- _Your instructions_
Starting at the line containing "Could you verify whether any dark wood" and ending at the line containing "[342, 297, 612, 352]", both lines included, reproduce the items with their wording and sample coordinates unchanged, but scale every bounding-box coordinate in the answers by 0.45 and round it to a whole number, with halves rounded up. Omit the pictures and give only these lines.

- _Dataset rows_
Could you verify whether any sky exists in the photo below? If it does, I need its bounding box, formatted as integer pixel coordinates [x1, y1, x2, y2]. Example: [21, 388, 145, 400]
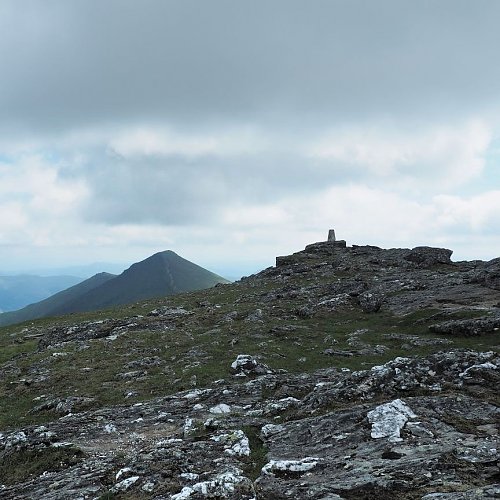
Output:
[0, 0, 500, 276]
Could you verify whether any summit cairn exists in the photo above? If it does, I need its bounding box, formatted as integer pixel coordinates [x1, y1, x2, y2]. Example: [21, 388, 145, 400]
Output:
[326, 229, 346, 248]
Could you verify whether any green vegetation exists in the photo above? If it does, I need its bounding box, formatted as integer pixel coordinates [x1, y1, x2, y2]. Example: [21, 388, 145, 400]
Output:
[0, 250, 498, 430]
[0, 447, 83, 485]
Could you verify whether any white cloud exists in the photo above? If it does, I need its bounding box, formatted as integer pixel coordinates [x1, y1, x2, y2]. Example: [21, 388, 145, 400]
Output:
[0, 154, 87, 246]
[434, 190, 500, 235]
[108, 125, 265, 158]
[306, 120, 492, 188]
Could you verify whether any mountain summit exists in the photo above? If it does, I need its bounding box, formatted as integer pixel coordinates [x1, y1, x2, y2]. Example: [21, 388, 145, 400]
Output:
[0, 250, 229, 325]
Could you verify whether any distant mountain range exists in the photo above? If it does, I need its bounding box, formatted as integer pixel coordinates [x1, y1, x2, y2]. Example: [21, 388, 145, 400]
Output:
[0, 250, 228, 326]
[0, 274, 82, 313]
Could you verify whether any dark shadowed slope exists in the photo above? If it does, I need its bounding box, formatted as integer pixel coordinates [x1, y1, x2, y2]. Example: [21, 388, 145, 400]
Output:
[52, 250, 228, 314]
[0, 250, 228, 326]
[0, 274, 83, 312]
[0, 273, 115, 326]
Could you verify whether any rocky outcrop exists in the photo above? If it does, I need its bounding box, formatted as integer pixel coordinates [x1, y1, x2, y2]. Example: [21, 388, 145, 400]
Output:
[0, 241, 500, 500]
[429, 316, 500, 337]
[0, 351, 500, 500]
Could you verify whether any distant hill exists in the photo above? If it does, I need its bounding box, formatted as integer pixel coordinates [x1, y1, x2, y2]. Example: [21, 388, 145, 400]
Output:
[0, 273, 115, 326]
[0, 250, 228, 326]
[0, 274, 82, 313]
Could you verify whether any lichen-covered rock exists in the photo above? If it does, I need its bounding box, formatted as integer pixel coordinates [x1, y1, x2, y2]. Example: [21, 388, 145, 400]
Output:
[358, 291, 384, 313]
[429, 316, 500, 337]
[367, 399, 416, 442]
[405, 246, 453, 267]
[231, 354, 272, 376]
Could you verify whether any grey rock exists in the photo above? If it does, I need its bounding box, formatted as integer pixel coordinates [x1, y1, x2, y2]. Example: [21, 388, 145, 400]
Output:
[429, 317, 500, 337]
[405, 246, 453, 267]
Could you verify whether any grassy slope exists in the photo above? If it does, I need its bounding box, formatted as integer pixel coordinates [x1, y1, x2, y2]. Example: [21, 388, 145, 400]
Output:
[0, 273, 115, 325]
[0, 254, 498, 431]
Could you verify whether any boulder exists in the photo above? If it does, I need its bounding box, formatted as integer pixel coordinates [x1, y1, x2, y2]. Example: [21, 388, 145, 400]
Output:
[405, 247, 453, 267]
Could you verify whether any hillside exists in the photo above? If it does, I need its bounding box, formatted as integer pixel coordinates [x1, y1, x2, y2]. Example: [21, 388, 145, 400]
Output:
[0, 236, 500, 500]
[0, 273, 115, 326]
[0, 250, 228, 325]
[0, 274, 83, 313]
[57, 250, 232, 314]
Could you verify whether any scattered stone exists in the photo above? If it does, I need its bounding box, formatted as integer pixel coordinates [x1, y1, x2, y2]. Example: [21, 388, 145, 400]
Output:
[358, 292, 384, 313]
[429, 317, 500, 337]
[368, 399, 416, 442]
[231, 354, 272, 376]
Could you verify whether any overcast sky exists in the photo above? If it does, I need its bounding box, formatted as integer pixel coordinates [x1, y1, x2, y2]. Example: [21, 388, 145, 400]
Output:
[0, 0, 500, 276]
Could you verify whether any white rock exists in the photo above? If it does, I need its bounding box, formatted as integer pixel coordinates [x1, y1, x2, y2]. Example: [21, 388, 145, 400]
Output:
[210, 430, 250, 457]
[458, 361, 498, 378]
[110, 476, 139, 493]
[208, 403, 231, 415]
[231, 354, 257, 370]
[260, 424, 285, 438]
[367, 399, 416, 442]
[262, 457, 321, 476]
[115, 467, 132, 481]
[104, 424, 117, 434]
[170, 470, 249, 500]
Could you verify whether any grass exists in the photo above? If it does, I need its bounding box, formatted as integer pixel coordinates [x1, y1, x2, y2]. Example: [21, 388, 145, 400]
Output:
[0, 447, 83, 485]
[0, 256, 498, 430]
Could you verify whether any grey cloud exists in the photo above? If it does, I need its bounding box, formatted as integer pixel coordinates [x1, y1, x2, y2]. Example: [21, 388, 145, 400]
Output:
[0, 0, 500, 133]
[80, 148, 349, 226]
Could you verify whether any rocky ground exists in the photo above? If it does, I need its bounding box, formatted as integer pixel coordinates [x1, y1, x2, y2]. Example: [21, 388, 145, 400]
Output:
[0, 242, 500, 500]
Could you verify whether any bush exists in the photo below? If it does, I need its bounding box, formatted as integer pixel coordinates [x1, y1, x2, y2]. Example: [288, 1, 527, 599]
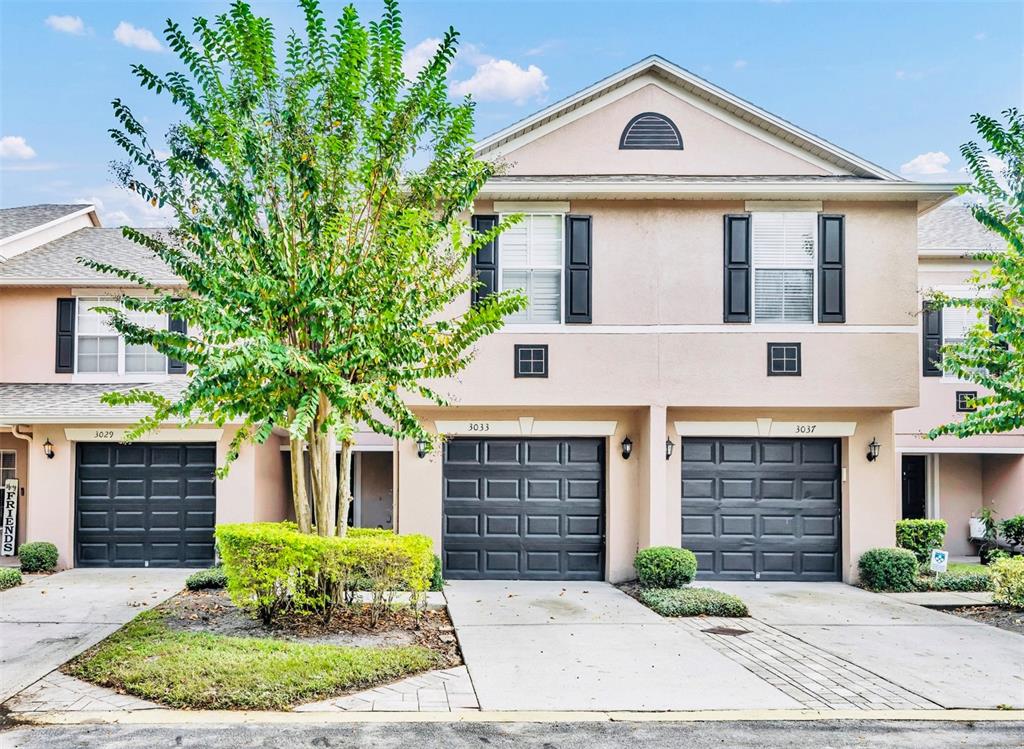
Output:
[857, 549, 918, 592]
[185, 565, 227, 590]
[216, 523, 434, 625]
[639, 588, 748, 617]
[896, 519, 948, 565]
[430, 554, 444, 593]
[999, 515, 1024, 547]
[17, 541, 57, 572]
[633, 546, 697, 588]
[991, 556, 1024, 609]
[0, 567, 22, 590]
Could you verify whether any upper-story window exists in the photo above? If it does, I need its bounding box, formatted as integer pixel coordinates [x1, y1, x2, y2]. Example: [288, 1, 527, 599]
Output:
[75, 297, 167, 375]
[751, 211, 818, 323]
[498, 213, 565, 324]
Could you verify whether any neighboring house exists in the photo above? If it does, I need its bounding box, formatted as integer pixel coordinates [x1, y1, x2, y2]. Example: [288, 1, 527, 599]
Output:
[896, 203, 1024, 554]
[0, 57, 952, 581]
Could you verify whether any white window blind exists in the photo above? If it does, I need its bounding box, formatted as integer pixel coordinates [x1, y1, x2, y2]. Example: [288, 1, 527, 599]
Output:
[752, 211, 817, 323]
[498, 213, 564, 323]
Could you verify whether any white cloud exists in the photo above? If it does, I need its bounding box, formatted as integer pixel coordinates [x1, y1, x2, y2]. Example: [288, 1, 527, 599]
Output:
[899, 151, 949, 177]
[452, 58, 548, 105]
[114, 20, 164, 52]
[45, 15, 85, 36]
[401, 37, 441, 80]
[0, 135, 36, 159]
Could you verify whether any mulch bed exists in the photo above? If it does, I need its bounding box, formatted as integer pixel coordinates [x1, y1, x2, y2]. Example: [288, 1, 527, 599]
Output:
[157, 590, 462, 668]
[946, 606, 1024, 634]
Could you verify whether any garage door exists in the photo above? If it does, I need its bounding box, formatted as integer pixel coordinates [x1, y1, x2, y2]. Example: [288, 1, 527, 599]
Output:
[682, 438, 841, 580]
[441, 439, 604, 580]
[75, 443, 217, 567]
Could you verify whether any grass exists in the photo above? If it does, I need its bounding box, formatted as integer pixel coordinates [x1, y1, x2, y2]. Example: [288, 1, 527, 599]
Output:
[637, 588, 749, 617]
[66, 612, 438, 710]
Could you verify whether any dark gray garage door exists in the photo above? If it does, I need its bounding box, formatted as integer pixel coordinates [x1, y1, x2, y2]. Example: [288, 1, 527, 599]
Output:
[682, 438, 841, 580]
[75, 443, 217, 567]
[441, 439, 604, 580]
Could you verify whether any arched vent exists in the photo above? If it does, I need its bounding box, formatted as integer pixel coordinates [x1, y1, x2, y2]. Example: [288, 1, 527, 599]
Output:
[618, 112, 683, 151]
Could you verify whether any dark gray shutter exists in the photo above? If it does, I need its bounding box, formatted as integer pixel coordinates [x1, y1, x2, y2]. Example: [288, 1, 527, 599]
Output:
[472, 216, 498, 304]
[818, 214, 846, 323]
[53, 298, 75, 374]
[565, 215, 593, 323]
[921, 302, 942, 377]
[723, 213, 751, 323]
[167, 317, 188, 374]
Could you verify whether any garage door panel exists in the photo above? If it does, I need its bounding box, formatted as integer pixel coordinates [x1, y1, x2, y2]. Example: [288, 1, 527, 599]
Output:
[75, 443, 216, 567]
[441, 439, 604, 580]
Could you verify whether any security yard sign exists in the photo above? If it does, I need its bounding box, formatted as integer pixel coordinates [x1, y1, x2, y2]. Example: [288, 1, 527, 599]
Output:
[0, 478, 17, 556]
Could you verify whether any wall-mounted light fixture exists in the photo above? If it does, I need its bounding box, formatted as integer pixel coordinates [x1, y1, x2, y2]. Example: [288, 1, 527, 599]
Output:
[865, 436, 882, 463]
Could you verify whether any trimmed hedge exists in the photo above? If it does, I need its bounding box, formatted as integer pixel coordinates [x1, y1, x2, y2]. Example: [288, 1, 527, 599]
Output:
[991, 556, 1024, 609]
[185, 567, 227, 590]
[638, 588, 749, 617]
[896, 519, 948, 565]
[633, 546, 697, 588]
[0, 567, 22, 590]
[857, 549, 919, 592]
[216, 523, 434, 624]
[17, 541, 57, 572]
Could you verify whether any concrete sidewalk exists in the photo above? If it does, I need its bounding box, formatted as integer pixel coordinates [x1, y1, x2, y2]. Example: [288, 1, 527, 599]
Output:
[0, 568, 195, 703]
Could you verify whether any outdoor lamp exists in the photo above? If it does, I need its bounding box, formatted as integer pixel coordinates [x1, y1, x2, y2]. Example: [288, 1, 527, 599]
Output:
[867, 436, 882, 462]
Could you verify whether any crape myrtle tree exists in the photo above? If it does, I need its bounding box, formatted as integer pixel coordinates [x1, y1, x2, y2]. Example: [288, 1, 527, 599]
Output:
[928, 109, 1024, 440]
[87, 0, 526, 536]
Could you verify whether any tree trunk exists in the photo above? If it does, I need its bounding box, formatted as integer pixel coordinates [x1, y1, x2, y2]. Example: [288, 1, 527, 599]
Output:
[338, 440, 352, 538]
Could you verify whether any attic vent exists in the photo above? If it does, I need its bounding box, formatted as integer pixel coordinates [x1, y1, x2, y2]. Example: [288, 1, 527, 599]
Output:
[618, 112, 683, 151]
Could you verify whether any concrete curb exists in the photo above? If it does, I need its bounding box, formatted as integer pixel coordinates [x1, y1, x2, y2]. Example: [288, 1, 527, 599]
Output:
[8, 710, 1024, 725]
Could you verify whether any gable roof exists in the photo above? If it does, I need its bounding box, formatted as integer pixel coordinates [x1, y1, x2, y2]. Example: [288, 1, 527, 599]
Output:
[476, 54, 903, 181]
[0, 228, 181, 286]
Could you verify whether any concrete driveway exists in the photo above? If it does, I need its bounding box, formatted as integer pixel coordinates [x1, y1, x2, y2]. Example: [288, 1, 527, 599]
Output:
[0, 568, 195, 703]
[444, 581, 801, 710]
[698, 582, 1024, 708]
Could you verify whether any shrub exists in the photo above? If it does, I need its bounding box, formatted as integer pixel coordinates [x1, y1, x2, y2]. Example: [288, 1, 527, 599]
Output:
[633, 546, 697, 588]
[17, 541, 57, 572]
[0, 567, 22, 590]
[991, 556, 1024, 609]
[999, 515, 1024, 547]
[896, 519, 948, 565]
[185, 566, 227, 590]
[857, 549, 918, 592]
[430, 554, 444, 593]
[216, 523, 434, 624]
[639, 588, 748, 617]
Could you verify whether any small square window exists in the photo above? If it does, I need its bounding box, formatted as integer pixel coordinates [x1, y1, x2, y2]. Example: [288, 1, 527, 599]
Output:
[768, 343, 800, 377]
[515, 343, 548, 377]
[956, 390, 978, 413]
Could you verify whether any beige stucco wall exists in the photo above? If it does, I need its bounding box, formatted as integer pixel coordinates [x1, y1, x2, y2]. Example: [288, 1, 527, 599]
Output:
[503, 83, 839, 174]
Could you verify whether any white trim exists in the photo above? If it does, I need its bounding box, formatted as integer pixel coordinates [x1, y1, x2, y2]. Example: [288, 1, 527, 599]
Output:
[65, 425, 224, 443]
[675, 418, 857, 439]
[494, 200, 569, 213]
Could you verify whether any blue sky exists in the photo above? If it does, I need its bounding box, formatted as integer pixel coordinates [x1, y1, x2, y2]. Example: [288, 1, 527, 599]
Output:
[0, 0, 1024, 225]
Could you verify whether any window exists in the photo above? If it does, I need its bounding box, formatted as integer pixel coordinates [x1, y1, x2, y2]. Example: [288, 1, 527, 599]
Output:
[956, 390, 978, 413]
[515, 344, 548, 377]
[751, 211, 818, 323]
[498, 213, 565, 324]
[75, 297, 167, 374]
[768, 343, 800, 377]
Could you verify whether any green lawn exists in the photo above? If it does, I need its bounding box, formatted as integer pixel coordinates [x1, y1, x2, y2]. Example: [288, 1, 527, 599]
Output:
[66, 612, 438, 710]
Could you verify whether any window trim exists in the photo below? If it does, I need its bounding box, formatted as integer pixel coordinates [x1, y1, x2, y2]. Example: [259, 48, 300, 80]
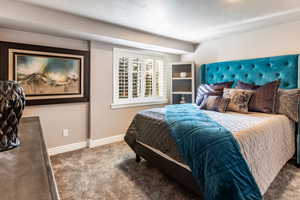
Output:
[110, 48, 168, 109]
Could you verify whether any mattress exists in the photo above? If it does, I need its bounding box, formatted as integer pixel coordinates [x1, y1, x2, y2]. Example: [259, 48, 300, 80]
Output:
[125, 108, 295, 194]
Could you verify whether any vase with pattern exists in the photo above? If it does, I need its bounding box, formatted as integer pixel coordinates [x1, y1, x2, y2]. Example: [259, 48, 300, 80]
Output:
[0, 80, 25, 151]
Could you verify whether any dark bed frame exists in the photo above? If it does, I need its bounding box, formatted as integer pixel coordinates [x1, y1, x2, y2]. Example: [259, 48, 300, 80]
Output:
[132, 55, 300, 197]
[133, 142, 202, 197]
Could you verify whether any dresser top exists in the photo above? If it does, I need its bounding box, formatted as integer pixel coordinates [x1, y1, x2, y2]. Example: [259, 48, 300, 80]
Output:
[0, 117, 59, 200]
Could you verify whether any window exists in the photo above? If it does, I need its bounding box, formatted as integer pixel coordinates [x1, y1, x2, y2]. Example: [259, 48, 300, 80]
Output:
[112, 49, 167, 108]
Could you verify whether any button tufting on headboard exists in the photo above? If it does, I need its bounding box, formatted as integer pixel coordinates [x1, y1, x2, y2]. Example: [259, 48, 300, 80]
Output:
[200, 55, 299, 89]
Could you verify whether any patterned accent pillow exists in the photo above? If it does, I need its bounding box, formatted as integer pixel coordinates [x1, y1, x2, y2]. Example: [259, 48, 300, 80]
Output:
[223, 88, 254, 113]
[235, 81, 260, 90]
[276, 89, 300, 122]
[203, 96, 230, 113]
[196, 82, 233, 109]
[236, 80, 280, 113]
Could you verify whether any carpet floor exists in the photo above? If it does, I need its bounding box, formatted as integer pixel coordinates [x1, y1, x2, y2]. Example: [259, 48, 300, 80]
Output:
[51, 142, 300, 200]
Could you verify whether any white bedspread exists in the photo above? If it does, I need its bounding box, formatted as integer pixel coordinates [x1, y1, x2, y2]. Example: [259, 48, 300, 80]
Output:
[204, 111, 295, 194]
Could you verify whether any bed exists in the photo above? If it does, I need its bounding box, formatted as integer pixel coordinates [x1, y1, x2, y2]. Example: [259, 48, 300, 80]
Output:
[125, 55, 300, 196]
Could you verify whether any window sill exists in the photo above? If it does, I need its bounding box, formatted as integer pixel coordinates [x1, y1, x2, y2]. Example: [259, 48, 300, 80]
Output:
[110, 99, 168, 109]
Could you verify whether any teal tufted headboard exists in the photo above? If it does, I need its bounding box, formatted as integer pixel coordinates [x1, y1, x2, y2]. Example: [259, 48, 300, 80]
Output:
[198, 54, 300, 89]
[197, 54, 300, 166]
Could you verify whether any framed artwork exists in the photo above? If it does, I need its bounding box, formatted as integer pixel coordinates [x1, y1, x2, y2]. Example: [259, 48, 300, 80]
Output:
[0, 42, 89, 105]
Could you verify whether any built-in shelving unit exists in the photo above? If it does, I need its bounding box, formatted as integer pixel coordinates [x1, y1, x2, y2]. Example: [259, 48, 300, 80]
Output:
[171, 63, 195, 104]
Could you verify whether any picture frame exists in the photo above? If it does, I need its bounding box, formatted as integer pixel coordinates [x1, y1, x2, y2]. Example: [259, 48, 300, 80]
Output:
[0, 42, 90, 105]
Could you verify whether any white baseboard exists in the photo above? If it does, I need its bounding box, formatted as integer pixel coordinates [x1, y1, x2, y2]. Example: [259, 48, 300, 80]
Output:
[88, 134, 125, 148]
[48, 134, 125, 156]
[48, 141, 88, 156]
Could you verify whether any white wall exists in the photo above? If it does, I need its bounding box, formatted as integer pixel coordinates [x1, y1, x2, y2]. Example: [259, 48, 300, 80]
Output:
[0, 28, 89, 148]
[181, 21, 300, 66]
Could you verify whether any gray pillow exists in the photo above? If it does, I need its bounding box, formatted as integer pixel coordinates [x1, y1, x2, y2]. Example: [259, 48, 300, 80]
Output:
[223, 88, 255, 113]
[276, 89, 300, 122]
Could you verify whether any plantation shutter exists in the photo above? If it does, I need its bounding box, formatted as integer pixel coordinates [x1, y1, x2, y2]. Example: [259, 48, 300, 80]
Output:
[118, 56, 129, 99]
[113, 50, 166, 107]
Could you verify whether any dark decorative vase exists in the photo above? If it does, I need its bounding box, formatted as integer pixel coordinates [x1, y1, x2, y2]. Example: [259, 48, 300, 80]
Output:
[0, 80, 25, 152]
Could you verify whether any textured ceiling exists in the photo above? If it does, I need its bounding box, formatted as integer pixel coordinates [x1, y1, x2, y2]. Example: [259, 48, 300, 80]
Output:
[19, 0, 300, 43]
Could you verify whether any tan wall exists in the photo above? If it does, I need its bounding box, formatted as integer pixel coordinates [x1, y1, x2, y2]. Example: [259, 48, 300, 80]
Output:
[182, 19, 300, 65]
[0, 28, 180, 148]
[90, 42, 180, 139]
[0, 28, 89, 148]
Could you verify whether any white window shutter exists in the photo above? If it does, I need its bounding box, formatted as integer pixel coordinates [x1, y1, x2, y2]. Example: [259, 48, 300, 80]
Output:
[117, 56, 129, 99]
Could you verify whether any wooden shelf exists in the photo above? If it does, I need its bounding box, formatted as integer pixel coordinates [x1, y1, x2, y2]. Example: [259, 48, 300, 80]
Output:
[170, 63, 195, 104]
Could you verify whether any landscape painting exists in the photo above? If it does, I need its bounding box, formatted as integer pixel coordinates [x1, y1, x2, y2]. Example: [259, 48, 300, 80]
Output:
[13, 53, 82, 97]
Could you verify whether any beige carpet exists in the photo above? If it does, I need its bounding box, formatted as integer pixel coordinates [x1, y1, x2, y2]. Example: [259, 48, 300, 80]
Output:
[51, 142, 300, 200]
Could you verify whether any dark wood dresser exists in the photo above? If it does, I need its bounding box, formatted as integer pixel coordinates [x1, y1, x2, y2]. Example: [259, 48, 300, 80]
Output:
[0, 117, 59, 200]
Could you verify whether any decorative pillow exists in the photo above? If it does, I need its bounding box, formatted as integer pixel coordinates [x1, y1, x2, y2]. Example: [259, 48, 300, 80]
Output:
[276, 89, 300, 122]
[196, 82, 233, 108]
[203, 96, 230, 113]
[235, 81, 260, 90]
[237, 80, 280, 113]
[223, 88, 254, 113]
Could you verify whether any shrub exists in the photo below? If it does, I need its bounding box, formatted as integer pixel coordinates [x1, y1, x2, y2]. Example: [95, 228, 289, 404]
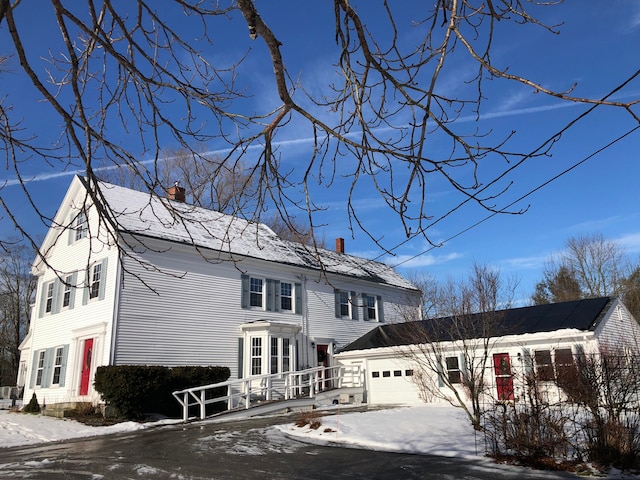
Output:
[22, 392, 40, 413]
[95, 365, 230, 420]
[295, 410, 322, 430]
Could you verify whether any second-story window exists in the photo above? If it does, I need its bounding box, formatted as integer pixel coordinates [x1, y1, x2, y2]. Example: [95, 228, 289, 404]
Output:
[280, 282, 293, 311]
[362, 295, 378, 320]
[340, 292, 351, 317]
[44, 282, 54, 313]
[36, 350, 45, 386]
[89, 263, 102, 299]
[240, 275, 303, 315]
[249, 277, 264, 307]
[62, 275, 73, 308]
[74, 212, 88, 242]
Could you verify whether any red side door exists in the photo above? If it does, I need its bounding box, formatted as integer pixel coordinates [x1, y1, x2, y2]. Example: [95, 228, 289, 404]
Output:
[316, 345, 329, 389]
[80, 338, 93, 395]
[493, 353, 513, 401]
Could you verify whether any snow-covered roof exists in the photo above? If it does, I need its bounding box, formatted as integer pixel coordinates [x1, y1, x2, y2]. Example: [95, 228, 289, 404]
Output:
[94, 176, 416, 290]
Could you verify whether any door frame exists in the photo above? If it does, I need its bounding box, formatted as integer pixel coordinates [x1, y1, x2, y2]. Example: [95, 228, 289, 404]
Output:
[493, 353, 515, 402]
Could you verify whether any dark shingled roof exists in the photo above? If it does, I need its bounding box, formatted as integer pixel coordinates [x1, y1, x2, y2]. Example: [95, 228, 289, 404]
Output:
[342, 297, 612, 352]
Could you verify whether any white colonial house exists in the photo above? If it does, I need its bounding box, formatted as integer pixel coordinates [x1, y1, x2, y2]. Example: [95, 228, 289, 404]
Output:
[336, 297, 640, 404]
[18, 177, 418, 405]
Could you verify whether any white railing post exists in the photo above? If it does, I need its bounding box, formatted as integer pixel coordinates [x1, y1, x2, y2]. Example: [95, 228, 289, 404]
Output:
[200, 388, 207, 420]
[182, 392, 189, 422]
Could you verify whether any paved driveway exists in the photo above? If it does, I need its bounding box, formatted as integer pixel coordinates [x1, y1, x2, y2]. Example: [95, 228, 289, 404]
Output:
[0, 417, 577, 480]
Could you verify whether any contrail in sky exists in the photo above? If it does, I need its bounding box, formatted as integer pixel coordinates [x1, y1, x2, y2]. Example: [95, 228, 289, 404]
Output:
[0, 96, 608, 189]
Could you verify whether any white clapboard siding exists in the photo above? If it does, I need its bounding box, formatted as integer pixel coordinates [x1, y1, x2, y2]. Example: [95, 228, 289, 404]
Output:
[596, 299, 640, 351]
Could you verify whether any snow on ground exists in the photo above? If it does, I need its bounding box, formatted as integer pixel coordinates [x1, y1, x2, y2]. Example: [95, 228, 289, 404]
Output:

- _Written answer_
Could you verify whether any dark wood dresser exists in the photo above? If it does, I need its bounding box, formatted as integer pixel coordinates [x1, y1, x2, y2]. Example: [259, 48, 300, 80]
Output:
[0, 53, 27, 90]
Could you verify whether any decorative pillow exists in the photo above? If it does, I need its bounding box, formatted as integer pixel coordinates [x1, y1, x2, y2]. Example: [259, 48, 300, 80]
Output:
[124, 40, 135, 55]
[88, 37, 105, 49]
[91, 43, 104, 51]
[106, 36, 117, 41]
[107, 36, 126, 51]
[100, 40, 114, 51]
Could you verify whether any shrub exists in the photo below? If it does, I need its bounding box, formatted as integer pixel coordinates [x1, y1, x2, y2]. Example: [95, 228, 289, 404]
Output:
[10, 176, 18, 186]
[43, 164, 104, 189]
[133, 185, 145, 194]
Could you verify whether any second-story window exists in the photo above? If it does, I need its bounding box, formatted as integer pixel coordinates [x1, y1, x2, y2]. Example: [95, 228, 289, 404]
Output:
[126, 127, 132, 140]
[163, 133, 170, 144]
[153, 131, 158, 143]
[20, 127, 24, 141]
[16, 158, 20, 174]
[40, 118, 46, 135]
[108, 124, 136, 142]
[112, 125, 119, 138]
[28, 124, 33, 139]
[33, 95, 40, 109]
Could you verify whether any red side door exists in the photo above? If it does, I need its bounding box, formatted as integer pixel coordinates [x1, y1, x2, y2]. Example: [95, 228, 289, 404]
Output:
[142, 155, 148, 175]
[36, 152, 42, 178]
[222, 159, 231, 180]
Could you verify whether any snow-covered roof exists in the photo above? If it does, I need its bounding box, formatted as integer pixel coordinates [x1, y1, x2, y2]. Example: [95, 228, 289, 404]
Output:
[42, 79, 187, 131]
Could you verify whether any door frame exists in the photo above? If it does, I need its bounding box, formatted as integer pixel coordinates [x1, y1, x2, y2]. Example: [95, 228, 289, 404]
Output:
[222, 159, 232, 181]
Could you verify whether any dark shingled roof exists in the photo above? If it does, I need its bounding box, formatted as integer pixel coordinates [x1, y1, x2, y2]. Example: [95, 228, 289, 404]
Output:
[154, 134, 275, 158]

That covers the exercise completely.